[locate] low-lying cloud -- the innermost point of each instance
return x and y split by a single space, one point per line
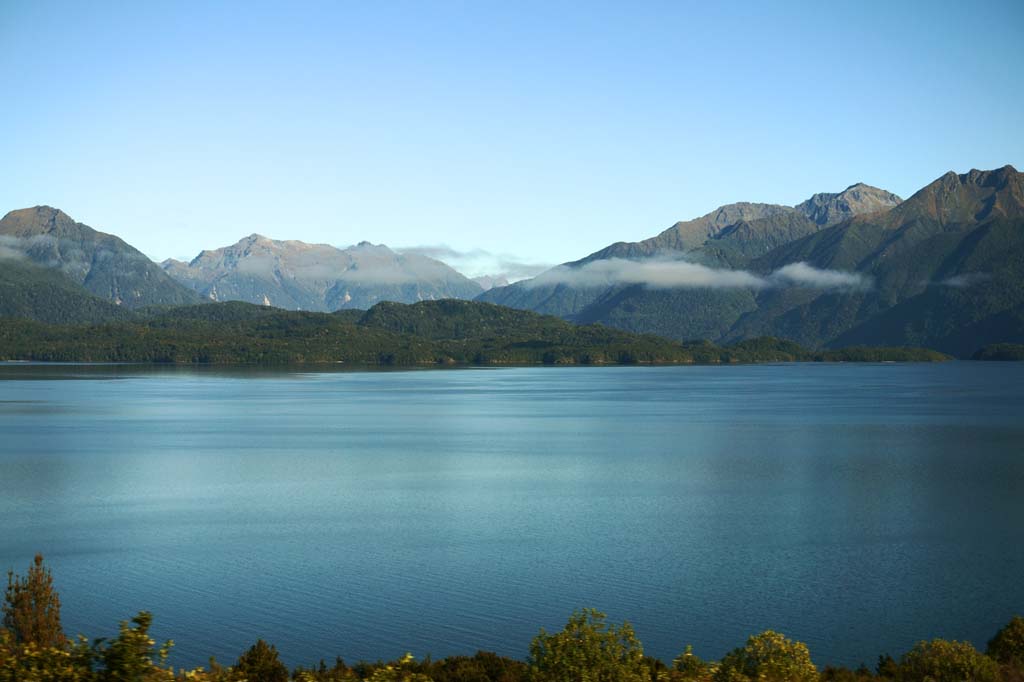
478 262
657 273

...

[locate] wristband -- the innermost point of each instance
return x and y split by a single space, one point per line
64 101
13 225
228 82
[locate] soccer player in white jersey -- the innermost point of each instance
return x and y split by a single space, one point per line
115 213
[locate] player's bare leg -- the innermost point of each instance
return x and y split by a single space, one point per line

---

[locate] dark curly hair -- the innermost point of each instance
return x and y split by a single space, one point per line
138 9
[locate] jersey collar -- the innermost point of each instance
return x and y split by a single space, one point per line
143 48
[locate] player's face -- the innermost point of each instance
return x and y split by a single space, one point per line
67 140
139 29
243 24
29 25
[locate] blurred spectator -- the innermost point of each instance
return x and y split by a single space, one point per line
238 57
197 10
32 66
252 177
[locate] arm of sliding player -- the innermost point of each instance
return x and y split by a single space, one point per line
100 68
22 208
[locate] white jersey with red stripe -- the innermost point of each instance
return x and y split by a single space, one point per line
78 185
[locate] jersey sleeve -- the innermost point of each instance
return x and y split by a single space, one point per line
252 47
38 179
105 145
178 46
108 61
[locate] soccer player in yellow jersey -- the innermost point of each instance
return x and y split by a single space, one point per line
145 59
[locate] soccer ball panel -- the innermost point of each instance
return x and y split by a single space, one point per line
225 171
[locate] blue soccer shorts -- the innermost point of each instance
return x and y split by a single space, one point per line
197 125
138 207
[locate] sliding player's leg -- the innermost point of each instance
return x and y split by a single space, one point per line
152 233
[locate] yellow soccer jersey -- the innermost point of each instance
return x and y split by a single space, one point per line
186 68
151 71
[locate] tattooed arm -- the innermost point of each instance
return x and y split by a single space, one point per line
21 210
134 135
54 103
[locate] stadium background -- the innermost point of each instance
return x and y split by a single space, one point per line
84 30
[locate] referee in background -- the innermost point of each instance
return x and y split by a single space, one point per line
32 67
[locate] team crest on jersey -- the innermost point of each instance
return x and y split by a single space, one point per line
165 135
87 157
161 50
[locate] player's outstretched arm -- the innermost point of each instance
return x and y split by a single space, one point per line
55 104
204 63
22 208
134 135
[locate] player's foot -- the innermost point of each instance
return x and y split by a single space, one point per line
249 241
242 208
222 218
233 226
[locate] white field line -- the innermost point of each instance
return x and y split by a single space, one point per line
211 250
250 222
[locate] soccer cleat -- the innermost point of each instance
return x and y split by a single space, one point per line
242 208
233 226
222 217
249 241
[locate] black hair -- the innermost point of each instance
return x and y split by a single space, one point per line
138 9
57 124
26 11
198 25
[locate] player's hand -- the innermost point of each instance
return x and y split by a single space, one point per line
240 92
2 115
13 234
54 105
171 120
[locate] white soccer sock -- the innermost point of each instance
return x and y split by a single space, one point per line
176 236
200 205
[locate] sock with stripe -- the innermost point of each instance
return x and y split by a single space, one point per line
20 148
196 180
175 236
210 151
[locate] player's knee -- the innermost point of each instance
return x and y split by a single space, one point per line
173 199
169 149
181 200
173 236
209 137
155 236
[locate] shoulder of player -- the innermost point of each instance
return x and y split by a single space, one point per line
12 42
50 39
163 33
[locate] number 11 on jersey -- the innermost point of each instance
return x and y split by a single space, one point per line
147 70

- PROMPT:
Find every line in the records above that contains the word "sock", matching case exactly, and copy each of those lines.

- SOLUTION TO THIS PROBLEM:
[locate] white soccer sock -- the innermost point of each instance
[locate] sock with stripe -- the innermost point of each instance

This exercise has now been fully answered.